-- start Document extract --
Well, every major company has done this. And now we’re going to see in the space there just hasn’t been anybody, like, break through that, right? We’ve all been government contractors working in classified missions and couldn’t talk about these days. But now that’s over, right now, that’s ending. And you’re going to see a lot of that’s where the real next push is going to come from. Right.

SpaceX has done amazing, great things. It’s very impressive and pushed the ball forward. But now you’re going to see a different ball being kind of moved away. So they really focus on solving launch and then getting people into space in large bulk groups of people, mass movement of people, the people coming out of SpaceX employees who are spinning up their own companies. We’re not even sure what they’re going to do yet. And it’s going to be really fascinating what they do, right? They already did this. We’ll think what else they can accomplish, right? When they want to.

That’s it. And it’s like the accessibility of this stuff now is huge. Right. And I always enjoy everything we have now has, like the sort of ice cream flavors of, like, one scoop, two scoop, three scoop pricing structure. Can you imagine, say, ten years ago that you’d be able to say, I’m going to create a mission control software that I can offer on the cloud in a distributed format, API accessible. And I’m going to be able to offer it at, like, pricing to you. It couldn’t have been imagined that this was possible. And yet here you are.
-- end Document extract --
-- start Exercise inputs --
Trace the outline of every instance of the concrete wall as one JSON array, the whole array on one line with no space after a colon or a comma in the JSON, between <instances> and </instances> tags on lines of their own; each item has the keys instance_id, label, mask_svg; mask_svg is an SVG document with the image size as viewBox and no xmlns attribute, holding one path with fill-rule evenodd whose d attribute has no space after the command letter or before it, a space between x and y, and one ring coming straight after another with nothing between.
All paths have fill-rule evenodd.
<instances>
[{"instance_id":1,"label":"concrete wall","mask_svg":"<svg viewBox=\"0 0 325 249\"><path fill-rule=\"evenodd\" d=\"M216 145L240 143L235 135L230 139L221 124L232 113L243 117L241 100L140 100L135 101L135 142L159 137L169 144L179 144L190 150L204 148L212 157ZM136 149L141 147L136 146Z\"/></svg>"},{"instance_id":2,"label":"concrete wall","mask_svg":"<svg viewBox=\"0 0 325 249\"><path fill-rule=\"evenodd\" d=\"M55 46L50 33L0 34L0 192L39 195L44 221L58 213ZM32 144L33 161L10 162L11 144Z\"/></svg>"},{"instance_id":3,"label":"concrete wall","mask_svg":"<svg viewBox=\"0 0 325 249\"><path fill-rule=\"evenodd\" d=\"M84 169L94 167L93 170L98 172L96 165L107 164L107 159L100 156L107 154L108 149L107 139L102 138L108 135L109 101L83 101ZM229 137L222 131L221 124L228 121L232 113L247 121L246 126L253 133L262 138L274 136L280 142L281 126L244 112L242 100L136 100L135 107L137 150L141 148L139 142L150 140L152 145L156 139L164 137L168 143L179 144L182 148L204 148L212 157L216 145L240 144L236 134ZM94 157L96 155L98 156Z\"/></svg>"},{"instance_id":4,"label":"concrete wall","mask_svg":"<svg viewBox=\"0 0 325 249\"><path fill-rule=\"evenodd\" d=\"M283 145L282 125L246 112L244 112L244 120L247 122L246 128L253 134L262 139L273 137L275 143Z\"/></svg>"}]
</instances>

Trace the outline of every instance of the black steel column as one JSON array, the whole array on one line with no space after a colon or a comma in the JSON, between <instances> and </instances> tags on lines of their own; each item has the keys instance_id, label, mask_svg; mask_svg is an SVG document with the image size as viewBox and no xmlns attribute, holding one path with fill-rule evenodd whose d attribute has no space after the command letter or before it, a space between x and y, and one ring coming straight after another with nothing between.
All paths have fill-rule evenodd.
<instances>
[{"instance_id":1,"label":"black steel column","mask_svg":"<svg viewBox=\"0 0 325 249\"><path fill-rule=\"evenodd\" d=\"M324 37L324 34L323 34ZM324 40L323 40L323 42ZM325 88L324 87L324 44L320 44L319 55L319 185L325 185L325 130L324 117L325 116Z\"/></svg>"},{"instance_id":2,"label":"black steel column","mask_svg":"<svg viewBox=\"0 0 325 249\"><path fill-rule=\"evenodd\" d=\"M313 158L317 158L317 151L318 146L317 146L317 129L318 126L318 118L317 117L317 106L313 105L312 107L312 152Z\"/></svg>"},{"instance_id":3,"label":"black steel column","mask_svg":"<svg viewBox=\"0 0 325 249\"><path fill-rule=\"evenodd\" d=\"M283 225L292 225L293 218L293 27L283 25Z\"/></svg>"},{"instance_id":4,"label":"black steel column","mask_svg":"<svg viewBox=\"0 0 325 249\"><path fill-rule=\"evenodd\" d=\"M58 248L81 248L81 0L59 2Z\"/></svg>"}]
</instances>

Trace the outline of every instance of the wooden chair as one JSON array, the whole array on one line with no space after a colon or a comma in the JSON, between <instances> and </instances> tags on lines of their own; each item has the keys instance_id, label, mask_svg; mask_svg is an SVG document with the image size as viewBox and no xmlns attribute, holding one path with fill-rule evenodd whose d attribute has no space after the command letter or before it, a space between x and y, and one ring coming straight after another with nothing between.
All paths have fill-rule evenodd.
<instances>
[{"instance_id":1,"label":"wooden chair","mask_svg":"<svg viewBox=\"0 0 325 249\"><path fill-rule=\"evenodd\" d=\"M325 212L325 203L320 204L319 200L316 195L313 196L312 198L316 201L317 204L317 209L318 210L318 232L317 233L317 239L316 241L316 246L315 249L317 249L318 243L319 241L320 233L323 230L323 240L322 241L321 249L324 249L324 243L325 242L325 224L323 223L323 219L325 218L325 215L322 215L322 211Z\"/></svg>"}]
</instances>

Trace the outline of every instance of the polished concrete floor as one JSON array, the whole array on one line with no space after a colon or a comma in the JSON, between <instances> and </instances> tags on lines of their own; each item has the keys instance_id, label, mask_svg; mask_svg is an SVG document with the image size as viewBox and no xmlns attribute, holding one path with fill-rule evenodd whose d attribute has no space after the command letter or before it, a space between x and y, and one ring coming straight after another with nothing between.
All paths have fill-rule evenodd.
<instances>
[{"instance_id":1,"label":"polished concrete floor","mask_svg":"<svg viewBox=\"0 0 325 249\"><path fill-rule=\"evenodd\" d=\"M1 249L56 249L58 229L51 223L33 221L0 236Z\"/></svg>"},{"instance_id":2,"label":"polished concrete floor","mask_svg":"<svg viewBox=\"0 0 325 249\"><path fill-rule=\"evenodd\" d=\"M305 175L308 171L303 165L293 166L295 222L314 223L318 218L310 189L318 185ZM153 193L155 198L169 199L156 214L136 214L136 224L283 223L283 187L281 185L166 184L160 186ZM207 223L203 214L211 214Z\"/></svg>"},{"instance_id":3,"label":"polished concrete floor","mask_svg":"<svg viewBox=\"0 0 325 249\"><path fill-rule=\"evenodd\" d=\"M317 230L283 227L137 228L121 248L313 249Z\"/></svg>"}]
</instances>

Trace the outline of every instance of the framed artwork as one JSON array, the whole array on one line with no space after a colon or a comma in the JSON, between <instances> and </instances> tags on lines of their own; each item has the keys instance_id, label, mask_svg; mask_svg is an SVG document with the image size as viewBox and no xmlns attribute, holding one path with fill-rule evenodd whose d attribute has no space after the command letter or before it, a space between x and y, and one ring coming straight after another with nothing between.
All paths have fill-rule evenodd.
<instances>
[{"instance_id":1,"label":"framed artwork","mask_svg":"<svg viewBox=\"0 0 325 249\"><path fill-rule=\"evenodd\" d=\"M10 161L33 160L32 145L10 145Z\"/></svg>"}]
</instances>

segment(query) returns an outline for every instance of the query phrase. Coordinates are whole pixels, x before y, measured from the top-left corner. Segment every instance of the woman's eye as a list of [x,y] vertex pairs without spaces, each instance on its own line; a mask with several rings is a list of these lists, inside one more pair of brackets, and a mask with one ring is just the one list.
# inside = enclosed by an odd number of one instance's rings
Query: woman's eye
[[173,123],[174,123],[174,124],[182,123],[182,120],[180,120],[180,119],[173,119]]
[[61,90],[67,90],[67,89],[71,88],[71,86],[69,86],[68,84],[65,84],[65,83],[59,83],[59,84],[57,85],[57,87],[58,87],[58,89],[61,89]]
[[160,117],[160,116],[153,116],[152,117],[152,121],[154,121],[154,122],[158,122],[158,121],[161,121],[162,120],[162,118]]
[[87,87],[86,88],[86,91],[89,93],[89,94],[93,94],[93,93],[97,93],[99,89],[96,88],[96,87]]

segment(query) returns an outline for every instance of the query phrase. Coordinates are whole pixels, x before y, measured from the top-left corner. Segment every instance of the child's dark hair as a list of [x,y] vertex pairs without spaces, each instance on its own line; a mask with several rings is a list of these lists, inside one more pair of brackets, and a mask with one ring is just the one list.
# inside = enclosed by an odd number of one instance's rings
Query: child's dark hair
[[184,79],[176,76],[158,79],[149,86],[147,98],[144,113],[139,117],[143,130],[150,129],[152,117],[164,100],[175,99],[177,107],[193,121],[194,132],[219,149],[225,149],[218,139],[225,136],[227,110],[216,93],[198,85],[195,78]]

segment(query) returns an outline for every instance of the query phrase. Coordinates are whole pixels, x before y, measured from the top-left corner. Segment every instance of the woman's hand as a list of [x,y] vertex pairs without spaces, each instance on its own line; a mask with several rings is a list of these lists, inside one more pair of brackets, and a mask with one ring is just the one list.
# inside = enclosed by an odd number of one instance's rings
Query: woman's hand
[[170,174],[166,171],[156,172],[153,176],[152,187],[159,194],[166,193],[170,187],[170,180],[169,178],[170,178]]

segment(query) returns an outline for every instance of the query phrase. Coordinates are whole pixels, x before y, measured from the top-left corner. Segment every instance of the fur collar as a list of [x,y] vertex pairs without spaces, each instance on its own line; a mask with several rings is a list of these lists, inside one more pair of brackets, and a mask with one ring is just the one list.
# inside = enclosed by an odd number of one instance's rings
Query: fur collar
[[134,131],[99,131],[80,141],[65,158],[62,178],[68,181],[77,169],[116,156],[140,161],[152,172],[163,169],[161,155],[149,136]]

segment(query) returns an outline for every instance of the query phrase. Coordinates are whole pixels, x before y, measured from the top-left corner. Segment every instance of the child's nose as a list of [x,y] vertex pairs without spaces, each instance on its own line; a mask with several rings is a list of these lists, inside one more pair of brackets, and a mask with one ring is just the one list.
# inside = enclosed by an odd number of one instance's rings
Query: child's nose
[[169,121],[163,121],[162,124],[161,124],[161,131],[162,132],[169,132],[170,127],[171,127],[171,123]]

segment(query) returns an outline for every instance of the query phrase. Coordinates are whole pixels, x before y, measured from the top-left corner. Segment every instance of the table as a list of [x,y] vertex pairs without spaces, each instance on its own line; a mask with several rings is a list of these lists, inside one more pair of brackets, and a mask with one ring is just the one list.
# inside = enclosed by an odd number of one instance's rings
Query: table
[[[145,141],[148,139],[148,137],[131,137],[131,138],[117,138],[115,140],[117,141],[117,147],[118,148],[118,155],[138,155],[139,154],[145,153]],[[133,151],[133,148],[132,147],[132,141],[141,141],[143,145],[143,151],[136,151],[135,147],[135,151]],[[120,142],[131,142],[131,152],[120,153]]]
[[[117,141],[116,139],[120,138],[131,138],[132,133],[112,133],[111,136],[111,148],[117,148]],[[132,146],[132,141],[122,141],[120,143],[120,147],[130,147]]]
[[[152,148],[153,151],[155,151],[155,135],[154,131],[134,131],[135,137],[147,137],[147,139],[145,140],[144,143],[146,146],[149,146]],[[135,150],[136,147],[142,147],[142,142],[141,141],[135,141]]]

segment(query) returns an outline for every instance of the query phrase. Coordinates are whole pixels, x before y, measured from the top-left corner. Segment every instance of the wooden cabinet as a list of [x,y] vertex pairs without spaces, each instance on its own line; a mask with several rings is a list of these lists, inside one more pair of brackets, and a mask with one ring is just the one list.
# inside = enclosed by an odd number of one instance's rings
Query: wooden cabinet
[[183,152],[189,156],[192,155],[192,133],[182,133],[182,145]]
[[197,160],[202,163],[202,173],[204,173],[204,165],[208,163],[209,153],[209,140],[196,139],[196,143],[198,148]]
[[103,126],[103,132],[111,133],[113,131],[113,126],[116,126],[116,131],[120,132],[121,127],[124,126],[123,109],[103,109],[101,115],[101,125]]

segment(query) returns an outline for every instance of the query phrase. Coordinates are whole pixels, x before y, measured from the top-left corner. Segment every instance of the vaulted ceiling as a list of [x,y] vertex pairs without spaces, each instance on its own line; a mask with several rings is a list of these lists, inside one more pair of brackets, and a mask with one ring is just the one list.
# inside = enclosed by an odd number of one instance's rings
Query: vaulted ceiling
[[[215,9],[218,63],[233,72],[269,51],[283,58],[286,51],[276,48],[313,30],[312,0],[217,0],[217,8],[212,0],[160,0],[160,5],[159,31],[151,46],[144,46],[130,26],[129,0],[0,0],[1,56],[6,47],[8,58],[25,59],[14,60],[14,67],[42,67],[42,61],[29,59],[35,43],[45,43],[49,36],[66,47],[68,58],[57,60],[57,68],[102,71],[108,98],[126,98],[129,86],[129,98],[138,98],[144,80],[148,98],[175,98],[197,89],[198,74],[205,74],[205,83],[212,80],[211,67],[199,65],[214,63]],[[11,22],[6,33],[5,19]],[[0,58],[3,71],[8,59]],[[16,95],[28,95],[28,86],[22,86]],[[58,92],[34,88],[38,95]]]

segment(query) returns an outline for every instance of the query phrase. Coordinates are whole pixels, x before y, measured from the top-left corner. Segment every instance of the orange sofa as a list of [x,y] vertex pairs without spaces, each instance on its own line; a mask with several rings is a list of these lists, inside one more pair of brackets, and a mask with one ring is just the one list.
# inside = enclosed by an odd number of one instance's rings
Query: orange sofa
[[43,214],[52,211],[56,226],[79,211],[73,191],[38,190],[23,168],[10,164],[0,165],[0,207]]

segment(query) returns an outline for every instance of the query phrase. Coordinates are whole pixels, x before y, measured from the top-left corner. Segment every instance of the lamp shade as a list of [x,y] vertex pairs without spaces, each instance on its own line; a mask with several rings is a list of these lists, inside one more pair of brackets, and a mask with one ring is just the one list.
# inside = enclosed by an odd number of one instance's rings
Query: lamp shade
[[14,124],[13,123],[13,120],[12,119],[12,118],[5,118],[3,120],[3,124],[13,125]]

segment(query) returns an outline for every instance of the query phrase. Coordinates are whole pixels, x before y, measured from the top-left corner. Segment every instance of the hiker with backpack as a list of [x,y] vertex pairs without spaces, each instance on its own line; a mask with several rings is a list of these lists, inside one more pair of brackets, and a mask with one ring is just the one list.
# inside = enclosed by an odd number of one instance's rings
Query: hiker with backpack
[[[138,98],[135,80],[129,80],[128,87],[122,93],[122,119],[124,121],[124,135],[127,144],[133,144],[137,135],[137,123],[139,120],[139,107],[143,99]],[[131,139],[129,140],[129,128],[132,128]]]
-- end Exercise inputs --
=== To do ===
• a. In the space-industry transcript, what kind of pricing structure does the speaker compare today's offerings to?
• b. Please format the rows as a JSON list of strings, one per line, leaving out blank lines. Begin at the line of the rows that contains "of the hiker", and stop after the last line of the rows.

=== Solutions in order ===
• a. Ice cream flavors, with one scoop, two scoop, three scoop pricing.

• b.
[
  "segment(query) returns an outline for every instance of the query phrase. Coordinates are whole pixels, x before y, measured from the top-left corner. Segment every instance of the hiker with backpack as a list of [x,y] vertex pairs without spaces, each instance on its own line; a mask with several rings is a list of these lists, inside one more pair of brackets, and a mask with one ring is just the one list.",
  "# inside = enclosed by an odd number of one instance's rings",
  "Query: hiker with backpack",
  "[[[138,98],[135,80],[129,80],[128,87],[122,93],[122,119],[124,121],[124,135],[127,144],[133,144],[137,135],[137,123],[139,120],[139,107],[143,99]],[[131,139],[129,140],[129,128],[132,128]]]"
]